YOUR INSTRUCTIONS:
Collect every row below that contains the string "fisherman" and copy each one in full. Case counts when matching.
----------
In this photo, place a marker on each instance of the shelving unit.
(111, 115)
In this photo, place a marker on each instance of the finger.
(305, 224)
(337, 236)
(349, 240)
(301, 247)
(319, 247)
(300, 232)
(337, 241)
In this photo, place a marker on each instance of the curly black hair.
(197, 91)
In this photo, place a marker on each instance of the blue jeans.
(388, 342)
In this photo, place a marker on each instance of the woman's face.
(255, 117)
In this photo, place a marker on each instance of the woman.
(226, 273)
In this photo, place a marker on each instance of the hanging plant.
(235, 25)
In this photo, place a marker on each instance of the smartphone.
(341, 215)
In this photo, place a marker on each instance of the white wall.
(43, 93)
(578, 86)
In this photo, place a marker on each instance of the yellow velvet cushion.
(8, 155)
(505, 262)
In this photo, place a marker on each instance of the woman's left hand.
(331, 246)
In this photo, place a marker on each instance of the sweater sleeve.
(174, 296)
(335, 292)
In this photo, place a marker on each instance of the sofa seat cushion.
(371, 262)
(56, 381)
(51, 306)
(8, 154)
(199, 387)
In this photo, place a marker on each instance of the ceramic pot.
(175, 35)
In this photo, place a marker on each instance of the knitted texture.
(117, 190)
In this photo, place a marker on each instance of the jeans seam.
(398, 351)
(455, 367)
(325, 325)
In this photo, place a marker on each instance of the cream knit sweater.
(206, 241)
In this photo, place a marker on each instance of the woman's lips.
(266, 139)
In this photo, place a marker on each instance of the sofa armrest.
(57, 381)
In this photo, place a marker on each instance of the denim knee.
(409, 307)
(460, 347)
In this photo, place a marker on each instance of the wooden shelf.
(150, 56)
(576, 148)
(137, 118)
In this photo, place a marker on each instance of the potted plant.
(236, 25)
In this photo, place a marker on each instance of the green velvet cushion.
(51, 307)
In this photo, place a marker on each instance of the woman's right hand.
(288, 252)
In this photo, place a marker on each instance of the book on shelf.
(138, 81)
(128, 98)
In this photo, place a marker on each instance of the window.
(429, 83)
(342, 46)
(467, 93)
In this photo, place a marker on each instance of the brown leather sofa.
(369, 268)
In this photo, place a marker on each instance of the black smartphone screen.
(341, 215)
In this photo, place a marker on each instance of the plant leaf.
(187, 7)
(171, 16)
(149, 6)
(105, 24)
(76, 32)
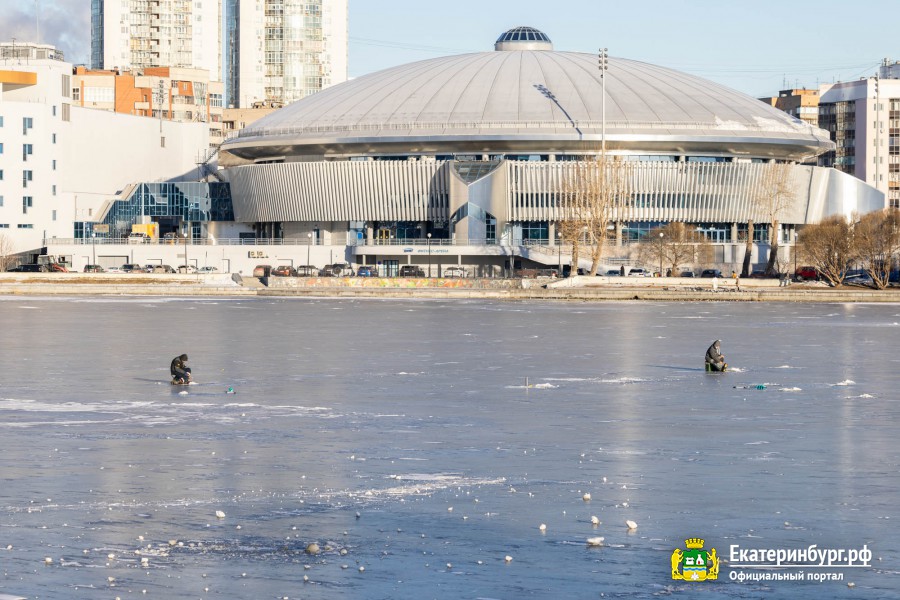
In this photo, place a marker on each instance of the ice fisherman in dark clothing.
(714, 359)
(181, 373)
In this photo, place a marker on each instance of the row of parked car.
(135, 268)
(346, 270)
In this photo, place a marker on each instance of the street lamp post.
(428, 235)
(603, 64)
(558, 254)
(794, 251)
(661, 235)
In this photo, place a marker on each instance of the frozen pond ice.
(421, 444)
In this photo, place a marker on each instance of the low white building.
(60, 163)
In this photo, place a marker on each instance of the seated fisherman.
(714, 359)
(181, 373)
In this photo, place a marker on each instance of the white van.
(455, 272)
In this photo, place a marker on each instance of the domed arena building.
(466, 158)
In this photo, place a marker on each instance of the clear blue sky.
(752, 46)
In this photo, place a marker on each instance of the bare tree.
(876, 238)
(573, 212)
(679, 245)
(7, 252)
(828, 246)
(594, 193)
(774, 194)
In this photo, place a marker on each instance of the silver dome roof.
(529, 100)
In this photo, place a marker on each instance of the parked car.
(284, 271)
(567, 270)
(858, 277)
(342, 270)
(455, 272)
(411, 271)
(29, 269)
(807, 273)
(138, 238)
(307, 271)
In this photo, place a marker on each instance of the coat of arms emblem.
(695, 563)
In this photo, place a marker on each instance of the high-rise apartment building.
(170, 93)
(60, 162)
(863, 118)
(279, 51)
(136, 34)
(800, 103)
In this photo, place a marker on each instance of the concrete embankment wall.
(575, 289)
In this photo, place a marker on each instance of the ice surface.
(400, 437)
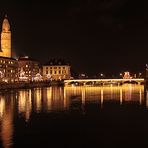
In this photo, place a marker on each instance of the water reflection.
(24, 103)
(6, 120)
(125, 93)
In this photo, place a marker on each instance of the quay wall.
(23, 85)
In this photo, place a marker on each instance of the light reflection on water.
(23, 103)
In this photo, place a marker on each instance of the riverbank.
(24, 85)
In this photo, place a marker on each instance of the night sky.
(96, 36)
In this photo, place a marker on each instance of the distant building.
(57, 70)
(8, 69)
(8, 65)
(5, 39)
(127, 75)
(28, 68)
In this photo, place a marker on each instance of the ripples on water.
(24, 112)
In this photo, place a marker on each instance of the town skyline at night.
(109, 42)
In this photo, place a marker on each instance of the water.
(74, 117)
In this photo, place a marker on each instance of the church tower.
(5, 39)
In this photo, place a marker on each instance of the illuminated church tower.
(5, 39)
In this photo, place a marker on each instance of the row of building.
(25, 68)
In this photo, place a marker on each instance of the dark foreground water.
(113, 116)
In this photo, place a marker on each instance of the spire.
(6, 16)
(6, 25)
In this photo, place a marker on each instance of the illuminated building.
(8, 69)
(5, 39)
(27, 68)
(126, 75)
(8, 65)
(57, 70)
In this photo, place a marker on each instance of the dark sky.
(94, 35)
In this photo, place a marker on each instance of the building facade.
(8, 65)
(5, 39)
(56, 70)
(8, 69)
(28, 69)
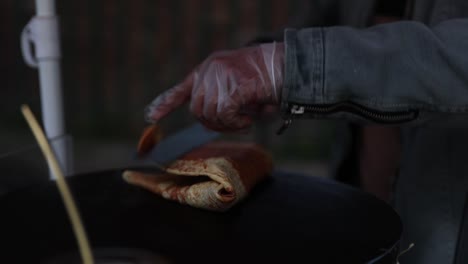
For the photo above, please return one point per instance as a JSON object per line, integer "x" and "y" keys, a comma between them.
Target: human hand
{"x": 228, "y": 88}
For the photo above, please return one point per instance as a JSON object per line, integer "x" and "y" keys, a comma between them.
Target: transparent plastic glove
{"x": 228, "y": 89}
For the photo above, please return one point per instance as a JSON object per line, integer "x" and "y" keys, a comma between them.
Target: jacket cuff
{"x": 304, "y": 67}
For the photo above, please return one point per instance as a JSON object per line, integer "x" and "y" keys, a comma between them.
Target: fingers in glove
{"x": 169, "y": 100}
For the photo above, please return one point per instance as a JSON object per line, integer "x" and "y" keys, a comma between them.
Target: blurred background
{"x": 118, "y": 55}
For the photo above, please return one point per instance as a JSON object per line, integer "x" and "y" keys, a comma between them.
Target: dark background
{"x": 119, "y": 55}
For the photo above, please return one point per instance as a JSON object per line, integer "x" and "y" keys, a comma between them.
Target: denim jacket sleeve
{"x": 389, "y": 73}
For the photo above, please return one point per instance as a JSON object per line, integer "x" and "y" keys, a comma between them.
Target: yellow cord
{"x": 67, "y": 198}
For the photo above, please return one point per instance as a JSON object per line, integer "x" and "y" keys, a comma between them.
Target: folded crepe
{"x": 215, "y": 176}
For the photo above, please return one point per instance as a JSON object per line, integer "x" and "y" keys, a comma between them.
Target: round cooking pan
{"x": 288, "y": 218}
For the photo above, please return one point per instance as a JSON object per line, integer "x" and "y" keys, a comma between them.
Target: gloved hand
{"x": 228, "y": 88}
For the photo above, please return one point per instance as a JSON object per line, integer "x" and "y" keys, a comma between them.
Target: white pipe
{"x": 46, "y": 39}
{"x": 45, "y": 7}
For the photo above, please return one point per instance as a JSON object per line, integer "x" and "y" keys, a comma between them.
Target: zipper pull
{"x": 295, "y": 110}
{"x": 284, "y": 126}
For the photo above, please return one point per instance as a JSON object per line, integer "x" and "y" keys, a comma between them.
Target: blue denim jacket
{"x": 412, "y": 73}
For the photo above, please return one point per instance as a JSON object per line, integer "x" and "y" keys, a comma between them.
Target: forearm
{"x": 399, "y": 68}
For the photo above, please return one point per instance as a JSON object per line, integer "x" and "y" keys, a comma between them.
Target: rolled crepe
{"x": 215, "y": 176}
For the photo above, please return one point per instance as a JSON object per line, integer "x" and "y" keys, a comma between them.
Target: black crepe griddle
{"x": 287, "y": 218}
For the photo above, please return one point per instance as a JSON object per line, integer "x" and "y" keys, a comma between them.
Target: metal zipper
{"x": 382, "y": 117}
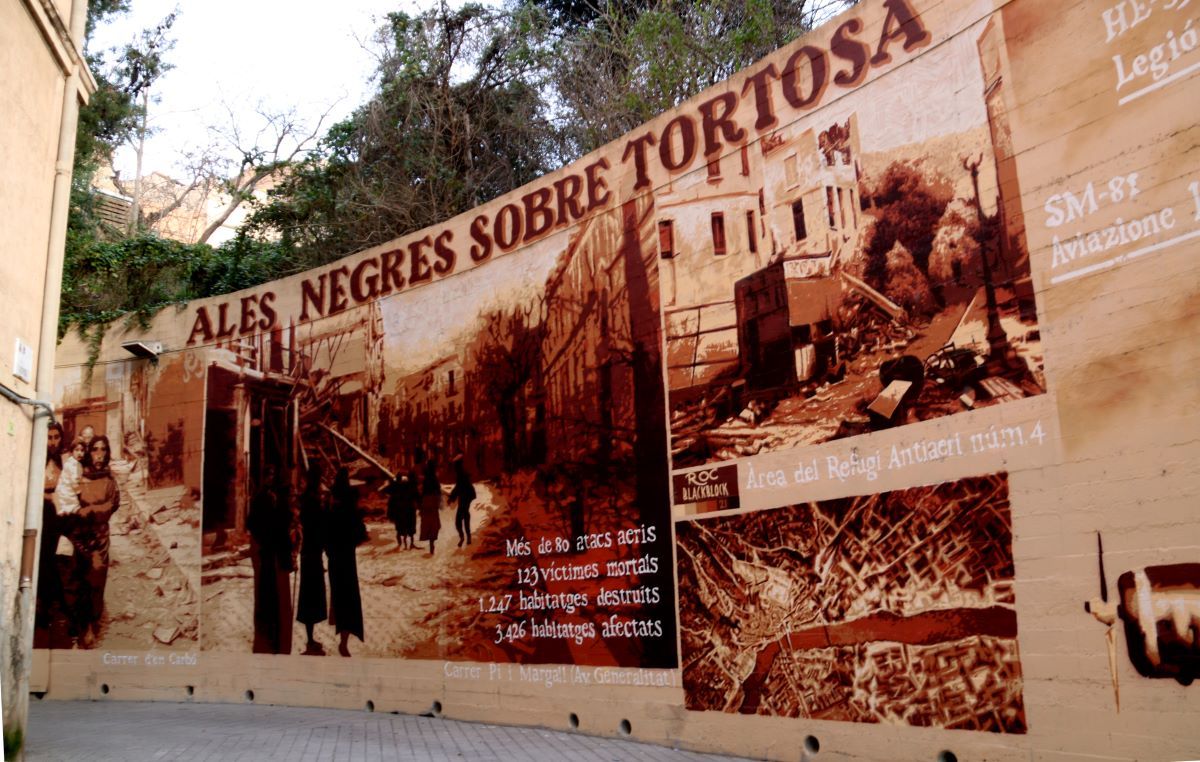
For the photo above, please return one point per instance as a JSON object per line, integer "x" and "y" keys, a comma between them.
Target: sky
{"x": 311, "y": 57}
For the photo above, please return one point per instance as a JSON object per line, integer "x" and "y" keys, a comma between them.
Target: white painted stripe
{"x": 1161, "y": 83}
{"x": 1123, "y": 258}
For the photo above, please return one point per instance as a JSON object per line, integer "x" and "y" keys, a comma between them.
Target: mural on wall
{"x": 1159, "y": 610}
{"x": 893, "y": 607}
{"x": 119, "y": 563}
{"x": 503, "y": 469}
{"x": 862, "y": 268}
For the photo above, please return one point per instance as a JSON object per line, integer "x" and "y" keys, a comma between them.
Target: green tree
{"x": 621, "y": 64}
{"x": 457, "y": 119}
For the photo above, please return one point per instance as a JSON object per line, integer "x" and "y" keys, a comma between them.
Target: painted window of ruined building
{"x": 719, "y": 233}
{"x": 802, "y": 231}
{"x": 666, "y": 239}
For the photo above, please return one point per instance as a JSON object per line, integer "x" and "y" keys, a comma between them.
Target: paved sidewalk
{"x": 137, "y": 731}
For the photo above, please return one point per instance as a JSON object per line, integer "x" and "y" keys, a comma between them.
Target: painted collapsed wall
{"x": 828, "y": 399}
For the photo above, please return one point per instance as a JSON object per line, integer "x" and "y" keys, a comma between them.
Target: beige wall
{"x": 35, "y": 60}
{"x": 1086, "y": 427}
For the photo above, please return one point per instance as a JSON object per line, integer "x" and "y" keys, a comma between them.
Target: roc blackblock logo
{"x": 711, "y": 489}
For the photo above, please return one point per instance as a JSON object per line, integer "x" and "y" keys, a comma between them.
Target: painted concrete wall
----------
REPLY TO THE EXERCISE:
In this photo, place a marker on each instance of the ice fisherman in dark clothing.
In this photo, place a marker on each instance of the seated fisherman.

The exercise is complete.